## START Entries
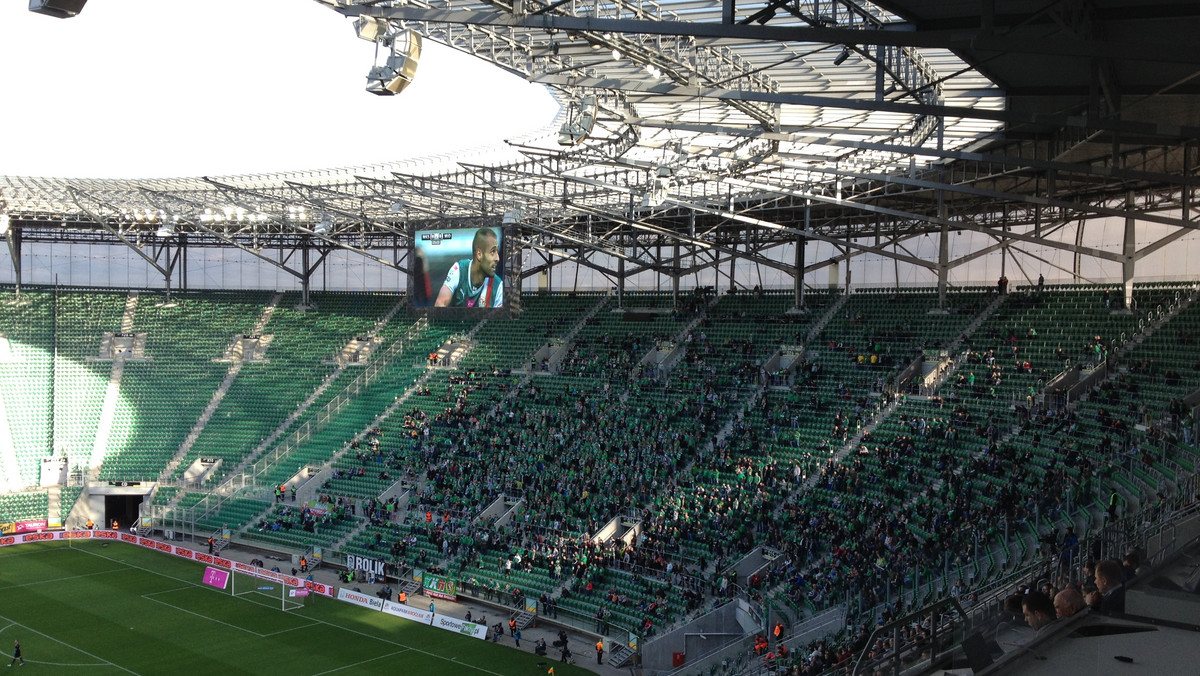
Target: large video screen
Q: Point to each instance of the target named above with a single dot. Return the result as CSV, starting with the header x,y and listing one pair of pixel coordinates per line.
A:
x,y
461,267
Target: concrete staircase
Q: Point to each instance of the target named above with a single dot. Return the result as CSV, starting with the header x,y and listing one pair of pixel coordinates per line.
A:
x,y
815,330
219,395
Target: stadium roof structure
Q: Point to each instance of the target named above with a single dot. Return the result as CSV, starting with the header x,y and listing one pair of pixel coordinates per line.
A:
x,y
720,129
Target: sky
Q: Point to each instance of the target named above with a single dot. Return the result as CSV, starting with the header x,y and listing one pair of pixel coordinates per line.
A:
x,y
190,88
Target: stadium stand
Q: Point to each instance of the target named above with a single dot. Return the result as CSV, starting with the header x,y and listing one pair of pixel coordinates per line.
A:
x,y
622,482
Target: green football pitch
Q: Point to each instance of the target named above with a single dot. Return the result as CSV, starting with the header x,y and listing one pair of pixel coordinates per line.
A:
x,y
91,606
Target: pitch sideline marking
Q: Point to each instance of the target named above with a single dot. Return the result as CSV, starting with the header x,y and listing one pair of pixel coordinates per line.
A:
x,y
102,660
372,636
61,579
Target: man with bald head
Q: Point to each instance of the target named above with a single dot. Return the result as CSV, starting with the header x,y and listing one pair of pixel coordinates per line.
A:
x,y
1067,603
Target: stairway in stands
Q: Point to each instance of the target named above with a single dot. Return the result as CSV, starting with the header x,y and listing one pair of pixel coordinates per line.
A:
x,y
112,395
220,394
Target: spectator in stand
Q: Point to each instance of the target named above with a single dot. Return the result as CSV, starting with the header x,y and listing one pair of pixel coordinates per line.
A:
x,y
1038,610
1109,594
1067,603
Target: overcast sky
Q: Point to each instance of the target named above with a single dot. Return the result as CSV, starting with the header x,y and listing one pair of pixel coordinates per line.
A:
x,y
186,88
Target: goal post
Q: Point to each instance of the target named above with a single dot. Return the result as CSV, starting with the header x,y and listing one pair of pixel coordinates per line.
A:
x,y
267,592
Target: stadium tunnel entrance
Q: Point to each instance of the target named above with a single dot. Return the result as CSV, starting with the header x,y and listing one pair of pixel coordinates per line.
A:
x,y
123,508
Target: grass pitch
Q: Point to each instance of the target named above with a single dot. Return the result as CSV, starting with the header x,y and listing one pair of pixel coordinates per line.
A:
x,y
106,609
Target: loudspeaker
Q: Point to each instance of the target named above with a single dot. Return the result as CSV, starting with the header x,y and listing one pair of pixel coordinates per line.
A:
x,y
59,9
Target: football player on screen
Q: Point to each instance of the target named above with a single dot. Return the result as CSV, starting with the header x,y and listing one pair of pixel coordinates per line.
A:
x,y
473,282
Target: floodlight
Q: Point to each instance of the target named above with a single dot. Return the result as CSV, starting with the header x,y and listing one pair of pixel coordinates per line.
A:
x,y
582,118
58,9
400,67
371,28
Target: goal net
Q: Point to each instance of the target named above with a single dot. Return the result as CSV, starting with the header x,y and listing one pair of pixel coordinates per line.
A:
x,y
273,593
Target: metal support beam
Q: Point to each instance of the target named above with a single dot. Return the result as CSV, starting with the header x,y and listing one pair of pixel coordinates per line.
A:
x,y
13,239
943,251
1128,251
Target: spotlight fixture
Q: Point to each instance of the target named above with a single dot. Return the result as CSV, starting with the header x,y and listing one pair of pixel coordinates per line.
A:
x,y
581,119
371,28
400,64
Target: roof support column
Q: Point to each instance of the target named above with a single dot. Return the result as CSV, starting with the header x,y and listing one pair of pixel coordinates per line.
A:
x,y
305,300
943,251
1128,250
183,262
621,282
799,256
13,238
675,275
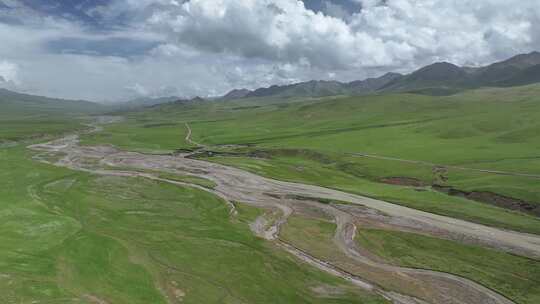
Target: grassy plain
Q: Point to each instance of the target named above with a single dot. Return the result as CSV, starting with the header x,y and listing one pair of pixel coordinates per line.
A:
x,y
69,237
321,141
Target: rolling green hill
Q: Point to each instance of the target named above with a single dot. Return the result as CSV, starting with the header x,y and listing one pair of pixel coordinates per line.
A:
x,y
24,115
441,78
372,145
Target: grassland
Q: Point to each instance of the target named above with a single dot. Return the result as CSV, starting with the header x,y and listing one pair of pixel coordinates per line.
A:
x,y
516,277
321,141
69,237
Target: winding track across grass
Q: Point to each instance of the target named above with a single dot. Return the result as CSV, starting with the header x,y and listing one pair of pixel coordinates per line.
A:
x,y
237,185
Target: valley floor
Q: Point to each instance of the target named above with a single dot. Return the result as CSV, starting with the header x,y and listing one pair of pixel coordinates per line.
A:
x,y
347,211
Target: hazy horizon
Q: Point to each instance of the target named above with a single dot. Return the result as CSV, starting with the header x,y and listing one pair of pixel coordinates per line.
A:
x,y
110,50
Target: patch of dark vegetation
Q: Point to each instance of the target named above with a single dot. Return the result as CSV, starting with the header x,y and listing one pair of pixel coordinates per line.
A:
x,y
403,181
157,125
246,108
493,199
184,151
303,153
251,154
316,199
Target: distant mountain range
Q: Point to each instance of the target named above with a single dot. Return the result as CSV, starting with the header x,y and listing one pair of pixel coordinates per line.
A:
x,y
19,103
441,78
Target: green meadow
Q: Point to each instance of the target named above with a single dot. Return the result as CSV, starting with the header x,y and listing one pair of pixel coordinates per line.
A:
x,y
322,141
515,277
70,237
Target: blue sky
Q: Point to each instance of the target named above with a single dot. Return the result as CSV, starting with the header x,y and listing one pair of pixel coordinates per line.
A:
## END Entries
Without the pictures, restate each entry exactly.

Target: large video screen
Q: Point to each instance of the target named above with a single dot. Return the result as CSV, starting with the header x,y and listing one pair of pixel coordinates per line.
A:
x,y
461,267
Target: concrete staircase
Q: Point to each instance of the target named above with a single dot. Return the result as CSV, starting with the header x,y and listing one pair of pixel coordinates per line.
A:
x,y
815,330
219,395
Target: stadium roof structure
Q: Point to each instance of the target named above with a single dot. Return the result as CSV, starting with the header x,y and listing one pair of pixel coordinates per line.
A:
x,y
720,129
Target: sky
Q: Point to each instance of the target named above with a single dot. Return the result as CSV, starting with the header x,y and listing one pair of pixel coordinates per line.
A:
x,y
190,88
Target: stadium stand
Q: Point to each instance of the target named above with a single dot. Return the result as CSV, starting with the header x,y and listing one pair of pixel coordinates per line.
A:
x,y
622,482
Target: green football pitch
Q: Point to each instance of the target named above with a single dot. Return the result as CSV, starting with the header x,y and listing one pair of pixel coordinates per line.
A:
x,y
91,606
Target: pitch sideline marking
Q: Point to each instance of the target named above with a single dot. Return the result as CSV, starting with the header x,y and listing one pair of pixel coordinates per line.
A:
x,y
102,660
372,636
61,579
Target: man with bald head
Q: Point to each instance of the target named above with a single dot. Return the result as CSV, starting with the header x,y and listing one pair of pixel coordinates per line.
A:
x,y
1067,603
Target: stairway in stands
Q: Point to each instance of the target named above with a single dot. Return the result as CSV, starting with the header x,y and listing one pair of pixel coordinates per line.
A:
x,y
112,395
220,394
Target: spectator in stand
Q: Point to each instance of the target named above with a single dot. Return the result as CSV, starting with the header x,y and listing one pair of pixel coordinates per line.
A:
x,y
1038,610
1109,594
1067,603
Target: overcast sky
Q: Point to each instance of the target named above with a single dot. Return the result as CSV, starting with the header x,y and listing one pair of pixel coordinates per line.
A:
x,y
186,88
Target: goal post
Q: Point to each instance of the target named above with a single dot. Return the result as CSV, starting with the header x,y and listing one pair of pixel coordinates per line.
A:
x,y
267,592
Target: stadium tunnel entrance
Q: Point to each instance of the target named above with a single dot. Return the result as CSV, starting with the header x,y and listing one pair of pixel coordinates per line.
A:
x,y
123,508
Target: grass pitch
Q: Point to each instance of the target named above with a single dot. Return the result as CSV, starting with the header x,y and listing one pair of pixel coordinates per line.
A:
x,y
106,609
Target: loudspeaker
Q: Point to each instance of the target named above with a single dot. Return the result as CSV, starting with the header x,y and listing one pair of pixel coordinates per line.
A:
x,y
59,9
Target: football player on screen
Q: Point to each instance of the target named above with a single dot. Return the result as CSV, starting with the header x,y and listing one pair of pixel coordinates per line.
A:
x,y
473,282
Target: floodlight
Q: Point to each instance of the target named above with a single dot. Return the result as CSV, starting with the header x,y and listing one pair of pixel coordinates per line.
A:
x,y
582,118
58,9
400,67
371,28
Target: goal net
Q: Point to each instance of the target named above with a single dot. Return the result as CSV, starting with the header x,y and listing one pair of pixel coordinates per line.
A:
x,y
273,593
Target: metal support beam
Q: Point to each instance of the target named above with a single dot. Return the result as CSV, starting with the header x,y and listing one pair of pixel coordinates per line.
A:
x,y
13,239
943,251
1128,251
Target: spotlight fixture
Q: Point to each instance of the target named above with a single dot. Return the result as CSV, starting with the header x,y and listing one pair of pixel coordinates per line.
A:
x,y
581,119
371,28
400,64
Target: roof support column
Q: Point to each instance of the target named above with a single dot. Return the result as CSV, starting with the header x,y and listing one pair of pixel coordinates per line.
A:
x,y
305,300
943,251
1128,250
183,262
621,282
799,256
13,238
675,275
Target: grassy plain
Q: Point to each instance of the target named above with a single dot. Return the result as CSV, starting with the header x,y and listing one pair of pixel coordinates per line.
A:
x,y
69,237
321,141
Target: rolling green hill
Q: Point to each instance of the target named above with a single dot. Return the result as CSV, starting with the header x,y and listing one pair of pixel coordinates per line.
A:
x,y
24,115
441,78
372,145
Target: grassland
Q: Point to each instance of the target named above with a single dot. Return the result as CSV, starting with the header x,y and listing one pair of pixel coordinates per line.
A:
x,y
516,277
321,141
69,237
Target: winding track across grass
Q: Point to each instance of the target named above with a single dot. Return the result as CSV, starting with the header x,y and listing one pair of pixel coordinates per line.
A:
x,y
237,185
Target: valley floor
Q: Point to each instance of the target named above with a single dot. Return the result as CSV, starting with the header x,y and listing one pair of pixel coordinates per line.
A:
x,y
347,211
Target: hazy horizon
Q: Point to each instance of the target named above with a single dot. Return the result as CSV, starting with the header x,y and listing one pair of pixel coordinates per line.
A:
x,y
110,50
Target: patch of dark vegetation
Q: Point to each instance of the target named above with a single dot. Return the result as CSV, starting with the header x,y and listing one pair of pixel coordinates per line.
A:
x,y
403,181
157,125
246,108
493,199
184,151
303,153
251,154
316,199
Target: distant mountain range
Q: Point to each instance of the target named above with a single dot. Return the result as CSV, starting with the header x,y and listing one pair of pixel coordinates per line.
A:
x,y
19,103
441,78
Target: green meadow
Q: Point to each instance of the target named above with a single dot. Return the result as CSV, starting with the header x,y and listing one pair of pixel coordinates per line.
A:
x,y
322,141
515,277
70,237
Target: blue sky
Q: Point to each instance of the target named above with a single dot. Return the result as CSV, starting with the header x,y and listing one pair of pixel coordinates per line.
A:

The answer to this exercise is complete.